▸ Document extract:

How FSE works - EBI-Metabolights/SAFERnmr GitHub Wiki

Features in 1D NMR

Here are some 'levels' at which this could be done:

full-resolution spectrum, element-by-element
- very detailed
- zero information loss
- too specific to be practical
- alignment issue
picked peak (resonance) maxima
- easily computed features
- very low data size
- efficient matching algorithms (Hungarian linear assignment) and scoring (Jaccard)
- not very specific (features only distinguished by chemical shift axis position)
- alignment issue
Bins/buckets
- generally pretty good, but still have alignment issues
- how many resonances to include?
- what if different peaks appear in different spectra, but in the same place?
ML-generated classification and/or feature extraction
- needs training data
- can be difficult to interpret
fitted peak shapes
- difficult optimization problem
- laborious reference database construction

What we want

Ideally, we want features which are specific enough to form the basis for flexible and robust matching. Simple features can be useful, but they only carry chemical shift information (not very reliable). Compound features are more specific, and are in fact rooted in structural information, but they require knowledge of feature shapes. We don't know what those shapes are.

Some observations and reflections about how (humans think) humans identify features

if a shape consistently appears across samples, it's a pretty good bet that the constituent points belong together in a feature.
it doesn't need to be in all the samples, but we should see it at least a few times to know it's real
Parts of a peak may give enough information - it doesn't necessarily need to be pretty and we'll take what we can get.
Other peaks might disrupt a feature. That's okay - we can keep track of those gaps.
It's generally very difficult to be sure that a simple feature (singlet) is the same one across spectra. Usually, these must be annotated in relationship to other peaks in the molecule.

Some solutions

STOCSY gives us a continuous likelihood that spectral points belong together. We might just peak-pick a STOCSY's covariance profile, but this is disrupted by misalignments, overlap, etc. and leads us back to some of the issues with simple features
STORM can refine a STOCSY by excluding the spectra which do not appear to have the signature of interest. However, it attempts to optimize for a whole signature, and often requires prior knowledge of a signature to work well.
We can correlation-threshold after STOCSY-based approaches. This is somewhat subjective, and there are a few things to keep in mind:
1. identifying a threshold which works for all peaks is often difficult, but locally this can be easier.
2. sometimes these approaches are frustrating because the entire shape of a peak is not captured. This is less of an issue when shape-based matching is considered. Being open to partial signatures allows for more flexibility when thresholding [compare thresholded and peak-picked STOCSY with shape-based comparison].
3. there is always at least one correlation peak for every spectral point, with maximum of 1 (by definition). The boundaries of the correlation peak usually correspond to the average boundaries of a resonance. When they are wider, that gives an indication that things are messy across spectra [show this].

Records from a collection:
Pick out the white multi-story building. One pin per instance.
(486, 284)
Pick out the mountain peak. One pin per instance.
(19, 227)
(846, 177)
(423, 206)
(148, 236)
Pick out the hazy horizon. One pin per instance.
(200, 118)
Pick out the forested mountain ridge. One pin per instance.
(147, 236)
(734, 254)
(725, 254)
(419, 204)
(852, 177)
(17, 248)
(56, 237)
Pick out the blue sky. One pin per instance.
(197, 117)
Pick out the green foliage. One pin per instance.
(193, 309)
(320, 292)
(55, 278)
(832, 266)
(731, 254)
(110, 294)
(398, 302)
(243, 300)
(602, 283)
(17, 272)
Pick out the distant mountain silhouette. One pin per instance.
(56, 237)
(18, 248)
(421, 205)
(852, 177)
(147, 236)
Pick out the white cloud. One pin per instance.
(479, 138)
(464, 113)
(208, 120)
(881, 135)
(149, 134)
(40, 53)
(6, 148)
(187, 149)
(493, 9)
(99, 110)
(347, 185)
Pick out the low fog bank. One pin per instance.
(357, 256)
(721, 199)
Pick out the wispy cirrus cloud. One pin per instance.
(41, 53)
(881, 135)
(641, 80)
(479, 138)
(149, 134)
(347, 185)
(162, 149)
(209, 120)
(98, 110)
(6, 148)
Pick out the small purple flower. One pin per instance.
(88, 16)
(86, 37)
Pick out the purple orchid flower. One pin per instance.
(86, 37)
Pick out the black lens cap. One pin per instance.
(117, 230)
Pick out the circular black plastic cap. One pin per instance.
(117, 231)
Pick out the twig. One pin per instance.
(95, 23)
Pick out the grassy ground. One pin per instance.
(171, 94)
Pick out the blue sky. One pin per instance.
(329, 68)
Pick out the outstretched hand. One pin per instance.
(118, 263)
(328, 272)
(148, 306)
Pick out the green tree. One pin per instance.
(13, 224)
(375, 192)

▸ Apply what you read:
(1) Answer these questions about the page on how FSE works:
(a) Which matching algorithm and which scoring method are listed for picked peak maxima?
(b) What kind of information do simple features carry?
(c) How can STORM refine a STOCSY?
(2) Revise the page on how FSE works: start at the words "What we want" and stop after "those shapes are.", and write "Composite features" in place of "Compound features".
(3) Continue the page on how FSE works after its last sentence.

▸ Responses per task:
(1)
(a) Hungarian linear assignment for matching, and Jaccard for scoring.
(b) Only chemical shift information.
(c) By excluding the spectra that do not appear to have the signature of interest.

(2)
What we want

Ideally, we want features which are specific enough to form the basis for flexible and robust matching. Simple features can be useful, but they only carry chemical shift information (not very reliable). Composite features are more specific, and are in fact rooted in structural information, but they require knowledge of feature shapes. We don't know what those shapes are.

(3)
4. when a real peak is present and contains > 1 resonance (i.e. it's a multiplet), it is highly likely that the second highest correlation peak in the local STOCSY will correspond to one of those. First, the intra-peak resonances will experience more similar baseline effects than will distal peaks. Sometimes the relative intensities of peaks change; it is less likely that intra-peak intensities will change.

When looking at a STOCSY locally (in a region wide enough to capture a few intra-peak resonances), if we can find the two highest correlation peaks, we have a pretty good guess at where two resonances in the same peak would be (i.e. a feature mask). Meanwhile, the corresponding covariance at those points describes a hypothesized partial feature shape, or 'protofeature'. Using this protofeature as a more specific starting place than a peak maximum or single resonance, STORM (with some added restrictions) can optimize the shape of these two resonances as if they were a feature. Using these as a seed, the STORM procedure will incorporate any other resonances which belong to the peak in question, if they have good enough statistical support. This is very computationally light, because only a very small region is involved. It is easy to apply indiscriminately to every spectral point in a matter of minutes, documenting the dominant feature shape (if one exists) and subset of spectra containing it at each spectral point. (Note: there is a ton of opportunity for improvement here, as we are only extracting one feature shape from each point. We could go back through the non-optimal subset to pull out additional features with no issues. One of the key things about SAFER is that features are simply addresses and shapes and not actual spectral points, and many different versions can exist in the same place.)

What results is a collection of hundreds or thousands of putative features which we term Spectral Association Tags (SATs) because of their likeness to Expressed Sequence Tags (ESTs) and RNA-seq reads in genomics.

We then do a few filtering and cleanup steps on these to ensure we get the types of features we're looking for. Then, we fine-tune the locations of the features for each spectrum in the dataset.